___ Available records
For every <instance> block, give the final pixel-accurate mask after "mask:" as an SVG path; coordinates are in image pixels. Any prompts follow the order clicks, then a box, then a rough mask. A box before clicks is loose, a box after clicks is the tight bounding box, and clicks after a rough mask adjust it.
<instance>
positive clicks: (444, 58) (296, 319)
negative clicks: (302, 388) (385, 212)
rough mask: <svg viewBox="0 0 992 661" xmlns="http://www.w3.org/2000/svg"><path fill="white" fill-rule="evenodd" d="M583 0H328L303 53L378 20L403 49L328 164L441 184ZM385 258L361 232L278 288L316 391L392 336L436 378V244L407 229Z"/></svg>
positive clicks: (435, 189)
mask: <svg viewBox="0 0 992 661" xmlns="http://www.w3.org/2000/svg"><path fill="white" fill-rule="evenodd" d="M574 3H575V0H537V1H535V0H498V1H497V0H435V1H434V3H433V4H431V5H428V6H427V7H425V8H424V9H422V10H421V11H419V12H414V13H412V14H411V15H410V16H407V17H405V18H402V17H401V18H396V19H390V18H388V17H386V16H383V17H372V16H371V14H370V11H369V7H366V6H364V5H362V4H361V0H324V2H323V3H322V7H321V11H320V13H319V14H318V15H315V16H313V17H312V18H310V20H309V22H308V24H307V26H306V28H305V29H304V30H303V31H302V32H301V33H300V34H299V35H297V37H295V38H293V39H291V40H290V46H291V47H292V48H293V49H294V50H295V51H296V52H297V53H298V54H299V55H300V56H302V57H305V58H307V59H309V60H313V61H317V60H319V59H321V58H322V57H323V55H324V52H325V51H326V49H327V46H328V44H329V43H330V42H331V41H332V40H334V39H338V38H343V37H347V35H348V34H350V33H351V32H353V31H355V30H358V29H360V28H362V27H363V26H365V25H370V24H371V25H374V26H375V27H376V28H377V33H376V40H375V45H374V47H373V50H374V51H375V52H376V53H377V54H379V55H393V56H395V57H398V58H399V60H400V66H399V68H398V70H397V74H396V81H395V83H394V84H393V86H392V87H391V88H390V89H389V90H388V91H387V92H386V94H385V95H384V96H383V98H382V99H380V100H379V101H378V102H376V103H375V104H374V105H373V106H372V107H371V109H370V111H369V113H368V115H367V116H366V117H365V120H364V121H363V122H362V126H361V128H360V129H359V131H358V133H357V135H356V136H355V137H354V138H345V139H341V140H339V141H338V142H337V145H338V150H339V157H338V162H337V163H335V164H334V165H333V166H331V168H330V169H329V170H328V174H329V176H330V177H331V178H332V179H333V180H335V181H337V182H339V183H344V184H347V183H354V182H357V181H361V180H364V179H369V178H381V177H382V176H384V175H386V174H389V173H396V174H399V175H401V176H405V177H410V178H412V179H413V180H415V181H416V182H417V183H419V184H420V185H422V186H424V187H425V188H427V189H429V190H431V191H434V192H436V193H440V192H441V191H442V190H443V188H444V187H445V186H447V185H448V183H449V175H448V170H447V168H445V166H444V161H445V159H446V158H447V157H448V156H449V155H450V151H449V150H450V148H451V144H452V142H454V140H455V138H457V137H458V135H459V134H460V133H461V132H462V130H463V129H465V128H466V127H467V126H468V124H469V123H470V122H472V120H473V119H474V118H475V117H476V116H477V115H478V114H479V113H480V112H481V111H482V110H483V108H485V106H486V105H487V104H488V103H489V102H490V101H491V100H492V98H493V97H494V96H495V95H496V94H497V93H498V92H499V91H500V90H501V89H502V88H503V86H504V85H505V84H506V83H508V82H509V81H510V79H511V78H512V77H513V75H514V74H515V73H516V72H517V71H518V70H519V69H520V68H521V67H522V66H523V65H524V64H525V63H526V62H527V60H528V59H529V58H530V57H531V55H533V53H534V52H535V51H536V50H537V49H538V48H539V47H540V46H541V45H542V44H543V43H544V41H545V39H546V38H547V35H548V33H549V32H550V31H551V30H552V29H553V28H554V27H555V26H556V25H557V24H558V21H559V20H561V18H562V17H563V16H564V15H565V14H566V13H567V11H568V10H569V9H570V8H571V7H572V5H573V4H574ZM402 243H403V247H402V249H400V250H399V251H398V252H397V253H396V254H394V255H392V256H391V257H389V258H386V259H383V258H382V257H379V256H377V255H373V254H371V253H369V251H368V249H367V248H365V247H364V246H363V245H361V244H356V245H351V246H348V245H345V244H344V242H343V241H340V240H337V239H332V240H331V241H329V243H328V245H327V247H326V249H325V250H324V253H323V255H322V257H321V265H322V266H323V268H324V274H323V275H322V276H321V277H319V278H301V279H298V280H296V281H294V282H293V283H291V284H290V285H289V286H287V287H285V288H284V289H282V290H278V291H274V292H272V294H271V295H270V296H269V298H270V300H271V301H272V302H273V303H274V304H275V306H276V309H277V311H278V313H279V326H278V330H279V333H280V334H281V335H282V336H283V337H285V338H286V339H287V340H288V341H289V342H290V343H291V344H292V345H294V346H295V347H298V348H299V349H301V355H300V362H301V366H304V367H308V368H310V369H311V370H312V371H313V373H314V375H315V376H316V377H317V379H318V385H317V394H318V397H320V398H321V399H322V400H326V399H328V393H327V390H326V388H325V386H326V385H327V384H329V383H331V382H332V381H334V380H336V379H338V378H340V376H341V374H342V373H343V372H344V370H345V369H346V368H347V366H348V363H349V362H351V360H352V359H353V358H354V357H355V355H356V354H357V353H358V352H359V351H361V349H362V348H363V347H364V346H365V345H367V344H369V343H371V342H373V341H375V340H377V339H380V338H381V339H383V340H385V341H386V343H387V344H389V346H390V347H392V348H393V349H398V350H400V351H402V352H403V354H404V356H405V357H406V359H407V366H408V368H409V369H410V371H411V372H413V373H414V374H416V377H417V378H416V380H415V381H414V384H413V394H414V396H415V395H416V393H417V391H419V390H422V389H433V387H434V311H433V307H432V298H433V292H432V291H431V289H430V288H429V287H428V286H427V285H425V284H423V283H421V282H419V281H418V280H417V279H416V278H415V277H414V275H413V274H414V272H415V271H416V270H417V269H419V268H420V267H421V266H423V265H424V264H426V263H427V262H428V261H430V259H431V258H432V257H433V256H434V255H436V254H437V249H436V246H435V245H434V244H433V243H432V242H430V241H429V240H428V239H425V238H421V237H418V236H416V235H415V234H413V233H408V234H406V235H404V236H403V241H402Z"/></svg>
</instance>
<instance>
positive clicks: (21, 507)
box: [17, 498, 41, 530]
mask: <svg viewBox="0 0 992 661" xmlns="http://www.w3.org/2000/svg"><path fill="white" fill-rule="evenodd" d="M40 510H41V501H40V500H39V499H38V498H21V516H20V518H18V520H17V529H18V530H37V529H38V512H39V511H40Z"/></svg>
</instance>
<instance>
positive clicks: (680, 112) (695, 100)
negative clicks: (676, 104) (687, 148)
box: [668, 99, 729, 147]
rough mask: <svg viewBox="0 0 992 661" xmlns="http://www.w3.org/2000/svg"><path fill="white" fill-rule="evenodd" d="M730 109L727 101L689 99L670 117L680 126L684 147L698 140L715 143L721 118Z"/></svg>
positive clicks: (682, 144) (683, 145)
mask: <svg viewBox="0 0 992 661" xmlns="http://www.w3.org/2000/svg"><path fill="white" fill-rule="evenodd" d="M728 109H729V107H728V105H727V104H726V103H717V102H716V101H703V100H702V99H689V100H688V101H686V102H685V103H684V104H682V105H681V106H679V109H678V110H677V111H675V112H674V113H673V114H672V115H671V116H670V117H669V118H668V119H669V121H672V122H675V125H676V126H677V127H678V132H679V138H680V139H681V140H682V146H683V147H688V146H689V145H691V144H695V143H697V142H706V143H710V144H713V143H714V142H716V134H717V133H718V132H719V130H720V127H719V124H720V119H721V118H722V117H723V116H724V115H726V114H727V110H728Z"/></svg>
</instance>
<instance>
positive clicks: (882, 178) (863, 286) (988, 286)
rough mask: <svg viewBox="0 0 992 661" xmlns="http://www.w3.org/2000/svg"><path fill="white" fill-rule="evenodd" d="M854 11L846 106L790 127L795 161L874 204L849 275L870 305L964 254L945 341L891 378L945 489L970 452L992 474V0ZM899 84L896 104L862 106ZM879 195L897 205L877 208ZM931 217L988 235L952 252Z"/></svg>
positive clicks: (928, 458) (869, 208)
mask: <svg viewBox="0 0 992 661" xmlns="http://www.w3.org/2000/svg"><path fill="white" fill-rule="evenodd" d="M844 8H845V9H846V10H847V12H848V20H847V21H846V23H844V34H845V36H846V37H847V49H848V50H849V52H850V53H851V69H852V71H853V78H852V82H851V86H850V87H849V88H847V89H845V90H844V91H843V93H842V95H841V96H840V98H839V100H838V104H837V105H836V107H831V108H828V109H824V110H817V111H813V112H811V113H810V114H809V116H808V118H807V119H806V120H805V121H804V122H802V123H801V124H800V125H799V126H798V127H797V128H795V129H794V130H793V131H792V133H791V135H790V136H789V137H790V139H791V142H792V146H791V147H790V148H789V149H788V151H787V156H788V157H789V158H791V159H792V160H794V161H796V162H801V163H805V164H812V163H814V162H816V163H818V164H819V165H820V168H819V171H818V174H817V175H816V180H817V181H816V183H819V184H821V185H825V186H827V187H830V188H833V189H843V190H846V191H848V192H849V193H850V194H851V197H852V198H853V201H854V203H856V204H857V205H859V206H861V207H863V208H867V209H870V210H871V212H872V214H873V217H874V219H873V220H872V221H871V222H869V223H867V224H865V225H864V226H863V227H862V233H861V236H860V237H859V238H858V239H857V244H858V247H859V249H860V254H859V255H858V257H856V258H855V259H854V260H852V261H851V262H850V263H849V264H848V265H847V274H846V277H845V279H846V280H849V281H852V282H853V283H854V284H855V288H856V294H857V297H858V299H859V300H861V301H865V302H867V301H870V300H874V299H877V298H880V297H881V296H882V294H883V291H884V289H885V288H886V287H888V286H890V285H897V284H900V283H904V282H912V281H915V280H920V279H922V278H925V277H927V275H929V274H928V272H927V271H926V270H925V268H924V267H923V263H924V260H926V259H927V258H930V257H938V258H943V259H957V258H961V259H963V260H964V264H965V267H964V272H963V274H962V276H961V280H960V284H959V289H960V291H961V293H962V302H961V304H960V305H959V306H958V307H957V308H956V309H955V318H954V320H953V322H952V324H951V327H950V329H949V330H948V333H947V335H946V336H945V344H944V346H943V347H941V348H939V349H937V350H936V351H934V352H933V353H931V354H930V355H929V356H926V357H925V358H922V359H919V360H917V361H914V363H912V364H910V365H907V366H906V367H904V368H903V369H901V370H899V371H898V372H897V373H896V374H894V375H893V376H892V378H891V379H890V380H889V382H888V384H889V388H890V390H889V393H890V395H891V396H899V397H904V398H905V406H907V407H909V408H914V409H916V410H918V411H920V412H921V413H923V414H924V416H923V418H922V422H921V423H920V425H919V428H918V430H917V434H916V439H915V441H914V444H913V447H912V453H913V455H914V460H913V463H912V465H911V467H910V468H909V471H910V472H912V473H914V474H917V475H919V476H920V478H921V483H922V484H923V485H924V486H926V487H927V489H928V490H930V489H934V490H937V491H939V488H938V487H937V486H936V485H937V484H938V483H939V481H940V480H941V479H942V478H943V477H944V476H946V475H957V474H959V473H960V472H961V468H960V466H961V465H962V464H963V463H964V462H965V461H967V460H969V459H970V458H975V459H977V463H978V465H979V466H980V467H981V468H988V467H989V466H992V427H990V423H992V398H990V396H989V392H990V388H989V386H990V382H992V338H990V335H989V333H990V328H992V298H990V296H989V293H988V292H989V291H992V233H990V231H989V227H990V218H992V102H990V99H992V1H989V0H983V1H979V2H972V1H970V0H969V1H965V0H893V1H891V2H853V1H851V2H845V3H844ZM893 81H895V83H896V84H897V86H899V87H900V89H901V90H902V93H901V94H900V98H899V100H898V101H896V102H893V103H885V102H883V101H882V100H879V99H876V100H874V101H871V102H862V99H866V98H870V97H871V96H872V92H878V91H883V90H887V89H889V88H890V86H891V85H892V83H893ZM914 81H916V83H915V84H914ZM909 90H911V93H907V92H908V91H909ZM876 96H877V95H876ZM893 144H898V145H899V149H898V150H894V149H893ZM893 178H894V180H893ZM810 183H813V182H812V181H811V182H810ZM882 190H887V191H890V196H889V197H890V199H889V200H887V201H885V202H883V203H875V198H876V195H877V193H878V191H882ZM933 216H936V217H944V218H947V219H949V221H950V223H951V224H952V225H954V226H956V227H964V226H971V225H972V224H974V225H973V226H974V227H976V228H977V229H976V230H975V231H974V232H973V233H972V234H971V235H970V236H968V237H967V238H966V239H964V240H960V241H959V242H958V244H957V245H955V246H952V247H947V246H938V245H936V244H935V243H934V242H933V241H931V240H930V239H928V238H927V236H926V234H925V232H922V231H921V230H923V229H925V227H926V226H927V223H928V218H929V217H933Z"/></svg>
______
To do: Lines above containing "negative": how many? Reply with the number only.

Completed task: 2